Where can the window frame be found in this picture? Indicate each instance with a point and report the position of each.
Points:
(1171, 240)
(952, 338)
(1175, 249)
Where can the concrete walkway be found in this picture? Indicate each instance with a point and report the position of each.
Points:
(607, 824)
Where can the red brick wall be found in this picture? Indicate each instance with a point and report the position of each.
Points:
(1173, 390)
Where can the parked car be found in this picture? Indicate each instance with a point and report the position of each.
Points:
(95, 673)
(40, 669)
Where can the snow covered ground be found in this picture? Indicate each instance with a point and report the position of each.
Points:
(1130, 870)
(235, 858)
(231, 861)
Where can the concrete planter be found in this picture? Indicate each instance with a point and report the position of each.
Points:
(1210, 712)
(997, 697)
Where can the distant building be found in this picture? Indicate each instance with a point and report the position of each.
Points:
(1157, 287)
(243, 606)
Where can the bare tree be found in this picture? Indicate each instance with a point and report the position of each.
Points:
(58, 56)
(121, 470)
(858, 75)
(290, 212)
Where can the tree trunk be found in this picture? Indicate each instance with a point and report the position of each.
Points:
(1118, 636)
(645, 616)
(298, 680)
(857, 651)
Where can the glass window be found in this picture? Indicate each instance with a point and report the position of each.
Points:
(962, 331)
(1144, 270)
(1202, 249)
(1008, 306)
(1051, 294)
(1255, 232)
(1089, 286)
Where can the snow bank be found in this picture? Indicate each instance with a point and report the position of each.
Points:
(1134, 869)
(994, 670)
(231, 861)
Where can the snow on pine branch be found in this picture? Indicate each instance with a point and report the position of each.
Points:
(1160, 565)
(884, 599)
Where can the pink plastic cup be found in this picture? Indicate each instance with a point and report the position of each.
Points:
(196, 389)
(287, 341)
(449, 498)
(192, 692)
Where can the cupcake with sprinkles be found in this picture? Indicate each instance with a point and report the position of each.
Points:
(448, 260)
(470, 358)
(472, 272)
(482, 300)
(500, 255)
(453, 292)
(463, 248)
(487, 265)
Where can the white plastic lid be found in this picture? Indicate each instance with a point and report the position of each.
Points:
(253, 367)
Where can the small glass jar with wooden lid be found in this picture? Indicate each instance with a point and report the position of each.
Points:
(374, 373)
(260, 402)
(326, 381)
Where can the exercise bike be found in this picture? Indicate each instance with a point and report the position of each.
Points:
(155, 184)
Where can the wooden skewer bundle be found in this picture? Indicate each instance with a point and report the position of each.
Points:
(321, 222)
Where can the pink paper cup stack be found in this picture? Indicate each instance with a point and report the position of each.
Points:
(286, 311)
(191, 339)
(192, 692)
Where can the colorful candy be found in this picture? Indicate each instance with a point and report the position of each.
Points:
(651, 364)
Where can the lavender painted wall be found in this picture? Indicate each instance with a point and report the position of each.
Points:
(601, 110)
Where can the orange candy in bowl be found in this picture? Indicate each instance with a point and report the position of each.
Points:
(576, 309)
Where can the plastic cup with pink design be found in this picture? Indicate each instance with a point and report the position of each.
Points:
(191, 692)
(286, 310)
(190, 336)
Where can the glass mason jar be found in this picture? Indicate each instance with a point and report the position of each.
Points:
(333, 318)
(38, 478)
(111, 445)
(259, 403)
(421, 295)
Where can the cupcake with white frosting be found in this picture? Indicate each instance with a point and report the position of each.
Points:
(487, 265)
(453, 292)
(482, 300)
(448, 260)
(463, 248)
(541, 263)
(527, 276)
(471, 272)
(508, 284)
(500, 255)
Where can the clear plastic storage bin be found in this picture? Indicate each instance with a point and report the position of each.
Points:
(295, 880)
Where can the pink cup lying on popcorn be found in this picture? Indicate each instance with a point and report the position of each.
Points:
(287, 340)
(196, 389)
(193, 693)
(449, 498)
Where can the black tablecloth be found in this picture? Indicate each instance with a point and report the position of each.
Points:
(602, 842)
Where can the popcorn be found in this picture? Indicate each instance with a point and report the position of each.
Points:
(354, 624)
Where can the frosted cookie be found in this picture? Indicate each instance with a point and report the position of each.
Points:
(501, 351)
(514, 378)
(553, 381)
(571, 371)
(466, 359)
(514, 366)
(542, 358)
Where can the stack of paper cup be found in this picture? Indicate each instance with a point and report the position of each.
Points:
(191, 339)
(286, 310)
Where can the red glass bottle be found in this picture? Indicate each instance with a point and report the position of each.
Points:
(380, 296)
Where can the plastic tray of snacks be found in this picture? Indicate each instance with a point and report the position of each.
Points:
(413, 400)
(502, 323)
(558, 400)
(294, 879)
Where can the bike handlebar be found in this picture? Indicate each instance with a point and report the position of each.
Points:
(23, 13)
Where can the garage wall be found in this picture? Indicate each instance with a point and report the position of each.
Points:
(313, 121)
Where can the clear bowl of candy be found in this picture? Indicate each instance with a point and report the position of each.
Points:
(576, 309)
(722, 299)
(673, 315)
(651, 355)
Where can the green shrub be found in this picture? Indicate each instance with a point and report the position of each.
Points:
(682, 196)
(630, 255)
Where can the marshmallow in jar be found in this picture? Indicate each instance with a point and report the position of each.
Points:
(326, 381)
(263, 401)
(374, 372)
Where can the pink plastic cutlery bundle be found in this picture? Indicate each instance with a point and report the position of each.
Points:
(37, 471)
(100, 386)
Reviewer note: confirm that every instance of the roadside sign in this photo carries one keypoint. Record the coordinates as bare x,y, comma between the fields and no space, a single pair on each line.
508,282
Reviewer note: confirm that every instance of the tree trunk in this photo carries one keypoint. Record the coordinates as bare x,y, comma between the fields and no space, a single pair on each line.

** WHAT YOU SHOULD DO **
Recopy the entries above in their entirety, exactly.

** EXERCISE RESPONSE **
Where can the window frame be found in this picture? Indicate each instance with a point and report the position of each.
Points:
(1171, 240)
(952, 338)
(1175, 249)
Where can the concrete walkway be found in this picture? Indicate each instance with a point and report the position of each.
Points:
(607, 824)
Where can the red brick wall be found in this picture? Indicate each instance with a point and report the position of each.
Points:
(1173, 390)
Where can the parked car be found in this picture? Indicate each instance with a point and report the position of each.
Points:
(95, 673)
(40, 669)
Where can the snow covered ground be found in this picture? Indicate each instance with a point and report the position of each.
Points:
(1130, 870)
(235, 858)
(231, 861)
Where can the concrete planter be found in this picture? Indicate each instance with a point and report the position of each.
Points:
(1210, 712)
(997, 697)
Where can the distant building be found in this picture? Indicate each instance with a point and report the position of each.
Points:
(1157, 287)
(243, 606)
Where can the bare tree be found in this picture? Indicate each instance with a point and report the position of each.
Points:
(58, 56)
(121, 470)
(858, 75)
(290, 212)
Where can the tree trunk be found in this picture? Indicate each instance with a point and report the position of each.
Points:
(1118, 636)
(645, 616)
(298, 680)
(857, 651)
Where can the glass window be found in this picture? Indicate each instance with a point and report the position of each.
Points:
(962, 331)
(1144, 270)
(1202, 249)
(1008, 306)
(1051, 294)
(1255, 232)
(1089, 286)
Where can the snow bank be found in this picture? Indicate each instance with a point and report the position of each.
Points:
(1134, 869)
(994, 670)
(231, 861)
Where can the snow on pine branch be found in this picture? Indicate each instance with a point and report the position of each.
Points:
(1160, 565)
(884, 599)
Where can the pink plastic cup be found in this picture? Indicate each instance with a point and report the position of each.
Points:
(196, 389)
(287, 341)
(449, 498)
(192, 692)
Where can the cupcake with sprinkles be found in this picture? Indicate each instance with a point and report the position of each.
Points:
(448, 260)
(470, 358)
(472, 272)
(482, 300)
(500, 255)
(453, 292)
(463, 248)
(487, 265)
Where can the white plastic lid be found in this picture? Indicate each instance with a point and report the position of each.
Points:
(253, 367)
Where can the small glass jar with wooden lid be found in this picture? Indicate each instance with a point and report the position of each.
Points:
(374, 373)
(260, 402)
(326, 381)
Where can the exercise bike be found in this picture? Indicate each instance with a point and report the position of each.
Points:
(155, 184)
Where can the wooden skewer bundle be found in this picture? Indicate each instance with a point and report the position of each.
Points:
(321, 222)
Where can the pink paper cup stack be found in this picture? Indicate each instance with a point and report the position of each.
Points:
(286, 311)
(191, 339)
(192, 692)
Where can the colorful candy be found in this picture? Indicate each instance with a point and report the position of each.
Points:
(651, 364)
Where can the lavender painted wall be found in this picture? Indicate each instance with a point and report the position of each.
Points:
(601, 110)
Where can the orange candy in bowl be found in this picture? Indicate each instance with a point and report the position of each.
Points:
(576, 309)
Where can the plastic cup with pink design be found in this picture? Indicate each instance with a point and report the position of each.
Points:
(191, 692)
(286, 310)
(190, 336)
Where can the glass mason jar be found in this picture? Indicate each instance with a point and report the position of each.
Points:
(333, 318)
(38, 478)
(111, 445)
(259, 403)
(421, 295)
Where can the cupcake with white frosting be found in this picture? Indicate each instance with a point and report the position of each.
Points:
(487, 265)
(453, 292)
(482, 300)
(448, 260)
(463, 248)
(541, 263)
(527, 276)
(471, 272)
(508, 284)
(500, 255)
Where can the clear plastic storage bin be found in this picture? Indicate each instance with a point and report the position of each.
Points:
(295, 880)
Where can the pink cup lying on popcorn be found in this picture? Indicate each instance with a point and report the position of each.
Points:
(287, 340)
(196, 389)
(193, 693)
(449, 498)
Where can the black tablecloth be found in this picture? Indicate each instance with a point and report the position of each.
Points:
(602, 842)
Where can the popcorn be found in this picture? Indicate each instance with a point and report the position of each.
Points:
(354, 624)
Where can the frosted cookie be found in this picture? Indicate each instance with a point and report the position of each.
Points:
(501, 351)
(514, 378)
(553, 381)
(571, 371)
(466, 359)
(514, 366)
(542, 358)
Where can the stack of paper cup be found in this picture? Indicate each instance with a point and report the position of each.
Points:
(191, 339)
(286, 310)
Where can the red glass bottle be found in this picture? Indicate each instance with a point and report the position of each.
Points:
(380, 296)
Where can the plastic tray of snacks be found in this picture? Indicate each instance with a point and report the position of each.
Points:
(413, 400)
(502, 323)
(558, 400)
(294, 879)
Where can the bike handlebar be found in this picture? Indicate each instance with a point and report the position of each.
Points:
(23, 13)
Where can the garage wall be found in this picture? Indicate each instance with a point and report the position of each.
Points:
(313, 121)
Where can the clear bowl of candy be found in this picture? Indicate each instance with a point and report the position of each.
Points:
(576, 309)
(722, 299)
(673, 315)
(651, 355)
Where can the green shrub be found in this picture? Indicate each instance with a point and report the position of each.
Points:
(682, 196)
(630, 255)
Where can the marshmallow in jar be found in this picture? Indicate each instance with a point and report the position of each.
Points:
(326, 381)
(263, 401)
(374, 372)
Where can the pink plastic cutlery bundle be found in this picture? Indicate each instance with a point and report the position of each.
Points:
(37, 471)
(100, 386)
Reviewer note: confirm that every instance of the roadside sign in this photo carries one keypoint. Record the coordinates as bare x,y, comma between the fields and no space, a single pair on each line.
508,282
Reviewer note: confirm that every instance of the tree trunk in this photo carries one keypoint. Record the coordinates as bare x,y, comma between the fields and no space, a single pair on each line.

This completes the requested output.